= Task objective =
Reproduce every one of the records below word for word, line by line, with nothing changed.

##########

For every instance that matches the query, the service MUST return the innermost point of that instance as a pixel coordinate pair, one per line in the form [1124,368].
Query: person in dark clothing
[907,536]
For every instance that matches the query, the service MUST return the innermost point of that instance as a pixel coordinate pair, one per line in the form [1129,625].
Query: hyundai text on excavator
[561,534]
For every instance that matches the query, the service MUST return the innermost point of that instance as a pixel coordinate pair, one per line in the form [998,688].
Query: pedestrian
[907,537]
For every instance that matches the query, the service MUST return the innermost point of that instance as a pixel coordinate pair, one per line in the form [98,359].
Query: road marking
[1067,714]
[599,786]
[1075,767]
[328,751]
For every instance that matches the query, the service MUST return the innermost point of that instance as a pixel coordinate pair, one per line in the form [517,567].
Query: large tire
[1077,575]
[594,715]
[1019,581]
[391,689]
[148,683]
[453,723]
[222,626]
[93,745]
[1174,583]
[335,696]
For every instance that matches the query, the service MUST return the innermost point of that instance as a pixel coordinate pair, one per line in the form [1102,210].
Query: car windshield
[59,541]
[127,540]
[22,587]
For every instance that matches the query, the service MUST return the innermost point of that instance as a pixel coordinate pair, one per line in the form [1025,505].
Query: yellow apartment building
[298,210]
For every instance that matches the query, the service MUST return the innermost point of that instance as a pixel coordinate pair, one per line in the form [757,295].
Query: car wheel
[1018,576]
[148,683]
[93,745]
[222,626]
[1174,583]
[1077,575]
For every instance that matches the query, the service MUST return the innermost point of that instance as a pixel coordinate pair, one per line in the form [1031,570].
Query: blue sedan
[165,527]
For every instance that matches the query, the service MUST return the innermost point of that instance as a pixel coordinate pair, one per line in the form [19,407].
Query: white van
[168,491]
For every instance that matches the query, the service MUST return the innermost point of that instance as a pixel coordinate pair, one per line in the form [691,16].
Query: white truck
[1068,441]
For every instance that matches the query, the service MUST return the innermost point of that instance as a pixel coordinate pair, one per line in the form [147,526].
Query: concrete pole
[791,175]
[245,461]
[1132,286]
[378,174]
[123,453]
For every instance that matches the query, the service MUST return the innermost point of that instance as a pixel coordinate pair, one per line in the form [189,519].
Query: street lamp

##########

= Written answer =
For every instance that matches the query, the service MUST return the innermost point of that instance as a pixel coordinate pair, one per line in the form [1124,368].
Query: person in dark clothing
[907,536]
For every instance that matches the query, the service MUST return the innermost point of that instance as a pixel coordinate pair, one per line in the form [1129,625].
Query: hyundai text on excavator
[561,534]
For every instance that matches the query, the service MUST return the innermost point of that instance as a pixel coordinate pair, one per line in the form [998,688].
Query: pedestrian
[907,537]
For every instance that matches the query, the service MUST return the innermost point of that instance as a pixel coordinate pair, one per line in the form [98,359].
Query: road marking
[1067,714]
[599,786]
[1075,767]
[328,751]
For every instance that matches the query, the service MUST return the innermost point of that instance as a pixel coordinate pair, one per line in the form [517,567].
Query: large tire
[1077,575]
[594,715]
[1019,581]
[391,689]
[148,683]
[453,723]
[222,626]
[93,745]
[1174,583]
[335,696]
For every instance that matches the query, the service MUST return the innermost point of that instance as a pixel coordinate pair, one per line in the form [1102,210].
Query: car windshield
[59,541]
[127,540]
[22,587]
For every instance that matches the query, the service MUST return the innermost point of that instance as a pixel coordinate pair, one per line in the form [1025,505].
Query: yellow apartment building
[298,210]
For every instance that matches the query, the service MUST return the innermost point of that instance as a pixel coordinate pair, one per line in the form [757,295].
Query: car wheel
[1018,576]
[148,683]
[93,745]
[222,626]
[1174,583]
[1077,575]
For every instance that matches the query, the service MUST return the innermost point of that instance as a pixel coordinate pair, one per line in the form [1031,570].
Query: blue sedan
[165,527]
For every instance that matches the query, the service MUST return the innermost point of that instance as a pixel coordinate pair, one per line in the form [19,407].
Query: white van
[168,491]
For every instance that matches the query, the service MUST return the innermost point of that instance as a pixel coordinate pair, one per line in the form [691,16].
Query: white truck
[1068,441]
For every instance that matches the query, the service MUST return the innermost point of that instance as a pixel coordinate pair, one per line in the form [147,526].
Query: concrete pole
[791,175]
[245,461]
[1132,286]
[378,174]
[123,453]
For every instance that matches the query, the service MUST return the innermost point of that instance as a pixel coordinate pair, one per line in the form [189,519].
Query: street lamp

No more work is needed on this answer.